### What to do
Note each line in the data holding the string "leaf" and report it.

[Stored records]
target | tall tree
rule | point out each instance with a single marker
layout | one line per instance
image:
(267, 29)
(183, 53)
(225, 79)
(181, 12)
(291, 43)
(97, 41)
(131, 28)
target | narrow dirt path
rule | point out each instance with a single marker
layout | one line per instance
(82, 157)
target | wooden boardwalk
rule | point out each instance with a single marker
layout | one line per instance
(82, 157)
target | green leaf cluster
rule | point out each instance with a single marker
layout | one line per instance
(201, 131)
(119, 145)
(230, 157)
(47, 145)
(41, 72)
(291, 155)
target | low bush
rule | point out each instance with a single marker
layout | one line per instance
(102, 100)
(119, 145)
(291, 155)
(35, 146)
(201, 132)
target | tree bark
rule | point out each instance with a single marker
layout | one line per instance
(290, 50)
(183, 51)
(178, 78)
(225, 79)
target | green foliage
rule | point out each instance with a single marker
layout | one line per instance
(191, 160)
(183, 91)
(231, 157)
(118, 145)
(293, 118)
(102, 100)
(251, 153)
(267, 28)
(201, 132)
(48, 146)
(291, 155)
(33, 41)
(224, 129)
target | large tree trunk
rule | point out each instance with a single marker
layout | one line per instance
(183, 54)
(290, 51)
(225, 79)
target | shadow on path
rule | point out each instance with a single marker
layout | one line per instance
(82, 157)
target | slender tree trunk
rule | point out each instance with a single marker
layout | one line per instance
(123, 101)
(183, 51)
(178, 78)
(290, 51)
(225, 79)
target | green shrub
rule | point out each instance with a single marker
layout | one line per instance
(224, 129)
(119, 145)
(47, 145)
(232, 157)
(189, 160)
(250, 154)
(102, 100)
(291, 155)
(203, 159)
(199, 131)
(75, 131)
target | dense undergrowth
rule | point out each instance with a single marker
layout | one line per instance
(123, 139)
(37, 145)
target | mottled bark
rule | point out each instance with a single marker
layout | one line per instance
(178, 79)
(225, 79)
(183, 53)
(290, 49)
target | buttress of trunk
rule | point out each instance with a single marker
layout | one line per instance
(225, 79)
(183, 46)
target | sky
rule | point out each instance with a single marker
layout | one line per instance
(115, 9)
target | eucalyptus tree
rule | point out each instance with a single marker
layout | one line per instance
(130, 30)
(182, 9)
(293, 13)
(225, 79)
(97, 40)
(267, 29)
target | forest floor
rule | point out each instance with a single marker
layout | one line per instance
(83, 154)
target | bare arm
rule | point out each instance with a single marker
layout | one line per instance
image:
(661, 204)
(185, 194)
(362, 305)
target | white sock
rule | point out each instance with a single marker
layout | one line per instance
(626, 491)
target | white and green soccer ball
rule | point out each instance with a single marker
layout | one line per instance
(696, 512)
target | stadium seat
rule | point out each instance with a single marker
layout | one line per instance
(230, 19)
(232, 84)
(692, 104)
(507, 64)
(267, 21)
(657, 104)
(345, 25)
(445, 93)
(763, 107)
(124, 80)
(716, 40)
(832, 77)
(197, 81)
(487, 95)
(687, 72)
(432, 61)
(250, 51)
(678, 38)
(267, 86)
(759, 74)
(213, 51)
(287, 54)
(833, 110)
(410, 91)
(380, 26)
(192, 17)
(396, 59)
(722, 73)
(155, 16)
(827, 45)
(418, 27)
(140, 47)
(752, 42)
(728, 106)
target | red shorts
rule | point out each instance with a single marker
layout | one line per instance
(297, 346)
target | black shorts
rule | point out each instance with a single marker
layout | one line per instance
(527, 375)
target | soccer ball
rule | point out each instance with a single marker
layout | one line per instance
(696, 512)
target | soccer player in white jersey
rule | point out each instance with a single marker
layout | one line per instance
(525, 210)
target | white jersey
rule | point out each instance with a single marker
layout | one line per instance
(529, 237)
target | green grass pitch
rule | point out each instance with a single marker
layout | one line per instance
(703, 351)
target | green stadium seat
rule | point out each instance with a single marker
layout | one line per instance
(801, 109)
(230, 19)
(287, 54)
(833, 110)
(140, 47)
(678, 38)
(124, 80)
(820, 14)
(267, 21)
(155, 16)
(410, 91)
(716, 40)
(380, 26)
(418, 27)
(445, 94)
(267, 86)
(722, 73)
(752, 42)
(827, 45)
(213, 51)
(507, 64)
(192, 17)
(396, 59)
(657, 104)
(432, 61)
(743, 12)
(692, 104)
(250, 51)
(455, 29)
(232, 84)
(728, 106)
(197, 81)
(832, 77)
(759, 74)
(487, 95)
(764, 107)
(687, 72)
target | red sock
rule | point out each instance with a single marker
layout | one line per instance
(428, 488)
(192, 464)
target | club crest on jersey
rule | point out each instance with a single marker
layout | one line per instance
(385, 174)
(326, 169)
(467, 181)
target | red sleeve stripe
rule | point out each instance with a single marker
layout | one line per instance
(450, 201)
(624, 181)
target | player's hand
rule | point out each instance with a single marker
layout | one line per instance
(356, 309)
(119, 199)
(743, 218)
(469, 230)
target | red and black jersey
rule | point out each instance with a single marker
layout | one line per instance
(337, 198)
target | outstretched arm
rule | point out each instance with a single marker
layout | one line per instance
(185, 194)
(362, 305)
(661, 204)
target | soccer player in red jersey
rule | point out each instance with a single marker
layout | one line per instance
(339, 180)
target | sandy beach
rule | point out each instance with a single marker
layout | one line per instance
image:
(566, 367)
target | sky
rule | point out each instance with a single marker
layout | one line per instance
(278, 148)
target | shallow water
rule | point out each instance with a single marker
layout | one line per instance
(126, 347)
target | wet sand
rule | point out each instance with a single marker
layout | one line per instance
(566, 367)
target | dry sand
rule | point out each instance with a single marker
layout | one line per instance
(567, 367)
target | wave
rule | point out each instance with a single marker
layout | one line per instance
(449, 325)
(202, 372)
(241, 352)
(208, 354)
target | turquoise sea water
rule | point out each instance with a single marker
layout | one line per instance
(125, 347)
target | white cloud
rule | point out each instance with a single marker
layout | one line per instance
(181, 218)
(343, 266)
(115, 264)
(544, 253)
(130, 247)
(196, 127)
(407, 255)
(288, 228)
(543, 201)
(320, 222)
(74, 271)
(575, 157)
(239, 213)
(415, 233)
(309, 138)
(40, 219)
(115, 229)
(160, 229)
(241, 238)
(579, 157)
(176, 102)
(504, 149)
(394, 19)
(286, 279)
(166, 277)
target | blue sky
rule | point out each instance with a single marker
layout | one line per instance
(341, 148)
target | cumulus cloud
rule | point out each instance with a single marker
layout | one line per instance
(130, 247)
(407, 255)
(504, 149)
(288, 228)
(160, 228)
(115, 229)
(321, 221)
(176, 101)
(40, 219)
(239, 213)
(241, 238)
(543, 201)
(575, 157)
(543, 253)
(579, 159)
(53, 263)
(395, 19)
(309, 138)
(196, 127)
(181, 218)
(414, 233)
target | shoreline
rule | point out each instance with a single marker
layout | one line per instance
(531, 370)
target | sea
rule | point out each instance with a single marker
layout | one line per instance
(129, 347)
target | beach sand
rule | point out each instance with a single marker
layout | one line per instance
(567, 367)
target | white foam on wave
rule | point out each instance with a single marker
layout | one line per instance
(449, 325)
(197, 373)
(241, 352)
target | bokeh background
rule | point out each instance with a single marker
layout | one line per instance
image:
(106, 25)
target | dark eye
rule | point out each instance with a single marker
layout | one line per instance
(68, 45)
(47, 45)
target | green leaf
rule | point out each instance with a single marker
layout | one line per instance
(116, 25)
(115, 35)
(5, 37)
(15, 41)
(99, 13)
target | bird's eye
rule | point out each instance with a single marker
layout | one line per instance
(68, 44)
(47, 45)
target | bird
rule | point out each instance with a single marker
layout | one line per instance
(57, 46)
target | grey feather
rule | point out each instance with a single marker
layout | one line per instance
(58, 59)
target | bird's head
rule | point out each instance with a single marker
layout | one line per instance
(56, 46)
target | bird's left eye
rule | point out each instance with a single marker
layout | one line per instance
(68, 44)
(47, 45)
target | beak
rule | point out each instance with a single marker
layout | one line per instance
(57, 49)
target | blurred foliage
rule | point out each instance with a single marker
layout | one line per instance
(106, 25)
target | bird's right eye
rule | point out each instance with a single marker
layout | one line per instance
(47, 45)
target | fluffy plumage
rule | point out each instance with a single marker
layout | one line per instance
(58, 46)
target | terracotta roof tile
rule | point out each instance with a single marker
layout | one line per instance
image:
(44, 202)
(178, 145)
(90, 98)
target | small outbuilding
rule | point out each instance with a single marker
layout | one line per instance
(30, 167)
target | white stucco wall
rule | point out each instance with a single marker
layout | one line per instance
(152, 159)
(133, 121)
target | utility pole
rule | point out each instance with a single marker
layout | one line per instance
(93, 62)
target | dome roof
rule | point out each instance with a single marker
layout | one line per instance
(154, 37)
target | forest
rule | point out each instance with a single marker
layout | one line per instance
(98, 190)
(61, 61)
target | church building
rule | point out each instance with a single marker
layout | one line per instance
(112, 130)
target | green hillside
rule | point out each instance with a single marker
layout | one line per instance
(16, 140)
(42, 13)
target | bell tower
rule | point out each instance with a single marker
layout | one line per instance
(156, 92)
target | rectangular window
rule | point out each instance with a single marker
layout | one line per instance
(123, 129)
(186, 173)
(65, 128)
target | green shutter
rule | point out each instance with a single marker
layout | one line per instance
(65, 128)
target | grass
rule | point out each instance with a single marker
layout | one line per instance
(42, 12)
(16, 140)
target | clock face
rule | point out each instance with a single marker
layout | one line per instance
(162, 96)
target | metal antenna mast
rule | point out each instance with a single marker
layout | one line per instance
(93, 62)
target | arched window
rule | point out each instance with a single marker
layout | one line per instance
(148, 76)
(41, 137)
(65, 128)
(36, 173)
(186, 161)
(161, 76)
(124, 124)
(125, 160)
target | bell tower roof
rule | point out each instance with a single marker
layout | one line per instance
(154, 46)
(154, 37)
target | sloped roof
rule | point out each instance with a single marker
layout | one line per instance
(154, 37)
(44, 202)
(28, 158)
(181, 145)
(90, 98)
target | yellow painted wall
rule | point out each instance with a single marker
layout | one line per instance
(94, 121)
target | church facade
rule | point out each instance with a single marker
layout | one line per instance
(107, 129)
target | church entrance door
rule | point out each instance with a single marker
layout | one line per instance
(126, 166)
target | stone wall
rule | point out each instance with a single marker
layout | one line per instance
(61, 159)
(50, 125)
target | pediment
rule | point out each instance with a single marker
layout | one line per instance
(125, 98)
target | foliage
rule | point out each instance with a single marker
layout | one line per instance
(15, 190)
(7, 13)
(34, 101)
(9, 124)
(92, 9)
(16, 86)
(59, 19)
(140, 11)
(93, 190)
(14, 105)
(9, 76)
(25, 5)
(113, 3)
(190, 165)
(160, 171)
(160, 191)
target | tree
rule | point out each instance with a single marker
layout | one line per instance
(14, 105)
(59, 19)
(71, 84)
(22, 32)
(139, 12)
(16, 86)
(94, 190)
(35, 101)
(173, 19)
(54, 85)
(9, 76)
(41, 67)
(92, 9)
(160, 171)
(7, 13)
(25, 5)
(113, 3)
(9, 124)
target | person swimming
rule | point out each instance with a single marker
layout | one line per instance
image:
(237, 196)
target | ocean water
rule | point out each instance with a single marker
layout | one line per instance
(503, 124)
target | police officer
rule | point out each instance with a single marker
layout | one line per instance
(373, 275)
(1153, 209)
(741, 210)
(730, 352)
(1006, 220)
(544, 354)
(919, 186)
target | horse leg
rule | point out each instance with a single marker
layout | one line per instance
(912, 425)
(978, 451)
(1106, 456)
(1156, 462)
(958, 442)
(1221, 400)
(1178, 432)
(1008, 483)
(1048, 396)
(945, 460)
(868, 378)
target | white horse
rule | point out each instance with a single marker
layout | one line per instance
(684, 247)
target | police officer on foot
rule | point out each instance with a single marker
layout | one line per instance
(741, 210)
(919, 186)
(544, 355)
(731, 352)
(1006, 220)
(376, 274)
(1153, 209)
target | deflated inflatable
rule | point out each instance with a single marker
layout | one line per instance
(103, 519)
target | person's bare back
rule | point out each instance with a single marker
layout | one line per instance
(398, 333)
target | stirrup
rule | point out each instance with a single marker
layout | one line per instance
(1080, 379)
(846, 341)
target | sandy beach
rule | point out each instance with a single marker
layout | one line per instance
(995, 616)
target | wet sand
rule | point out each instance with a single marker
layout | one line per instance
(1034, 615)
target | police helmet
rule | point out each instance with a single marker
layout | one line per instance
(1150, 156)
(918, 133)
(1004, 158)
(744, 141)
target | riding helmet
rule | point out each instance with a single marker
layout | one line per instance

### Result of the task
target | green leaf cluster
target | green leaf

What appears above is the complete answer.